TEXTO EXTRAÍDO:

++++++++++++++++++++

- O Estado de S. Paulo
O quadro que hoje nos é dado contemplar se compõe de duas partes nem um pouco edificantes. De um lado, uma crise econômica monstruosa – cuja duração ninguém de bom senso se atreve a prever –, em sua maior parte causada pela incompetência e pela arrogância da atual presidente, Dilma Rousseff, em seu primeiro mandato. Do outro lado, um sistema político em decomposição – fenômeno complexo, que vem de algum tempo, no qual, porém, as digitais de Lula e Dilma e do petismo são facilmente reconhecíveis.
Com tal quadro à nossa frente, o jeito é aguardar. Mas aguardar o quê, exatamente? Ou alguém acredita que uma recuperação de verdade – com probidade, competência, reformas estruturais sérias e uma real possibilidade de crescimento sustentável – esteja ao alcance da mão? Aguardemos, sim, mas sem grandes ilusões: a recuperação, quando vier, será morna, sofrida e humilhante; aquela a que o Brasil sempre pareceu condenado, e que não se vai alterar agora, após 13 anos de lulopetismo.
A verdade nua e crua é que a sociedade brasileira, apesar das manifestações e dos protestos de rua, continua politicamente paralisada. Tanto está que dias atrás, com o sol a pino, lhe aplicaram um passa-moleque: celebraram um acordo obsceno, apelidaram-no de negociação política e o esfregaram em nossas faces. A verdade, ia eu dizendo, permanece paralisada, catatônica, afundada num estado de profunda impotência. Não há outra explicação para o fato de nos mantermos adstritos a um debate aguado, tão estreito como estreitas são as perspectivas imediatas do processo político.

++++++++++++++++++++

MATERIAL DE ORIGEM:

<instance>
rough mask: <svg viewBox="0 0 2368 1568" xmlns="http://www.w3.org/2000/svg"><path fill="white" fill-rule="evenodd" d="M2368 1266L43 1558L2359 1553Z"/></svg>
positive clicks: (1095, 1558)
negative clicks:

++++++++++++++++++++

TAREFA 1: Reescreva o trecho do artigo que começa em "- O Estado de" e segue até "são facilmente reconhecíveis.", trocando "crise econômica" por "recessão econômica".
TAREFA 2:
Responda, com base no artigo:
(a) A que o artigo atribui, em sua maior parte, a crise econômica?
(b) Após quantos anos de lulopetismo o artigo diz que a recuperação não vai se alterar?
(c) Como continua a sociedade brasileira, apesar das manifestações e dos protestos de rua?

RESPOSTA 1:
- O Estado de S. Paulo
O quadro que hoje nos é dado contemplar se compõe de duas partes nem um pouco edificantes. De um lado, uma recessão econômica monstruosa – cuja duração ninguém de bom senso se atreve a prever –, em sua maior parte causada pela incompetência e pela arrogância da atual presidente, Dilma Rousseff, em seu primeiro mandato. Do outro lado, um sistema político em decomposição – fenômeno complexo, que vem de algum tempo, no qual, porém, as digitais de Lula e Dilma e do petismo são facilmente reconhecíveis.

RESPOSTA 2:
(a) À incompetência e à arrogância da presidente Dilma Rousseff, em seu primeiro mandato.
(b) Após 13 anos.
(c) Politicamente paralisada.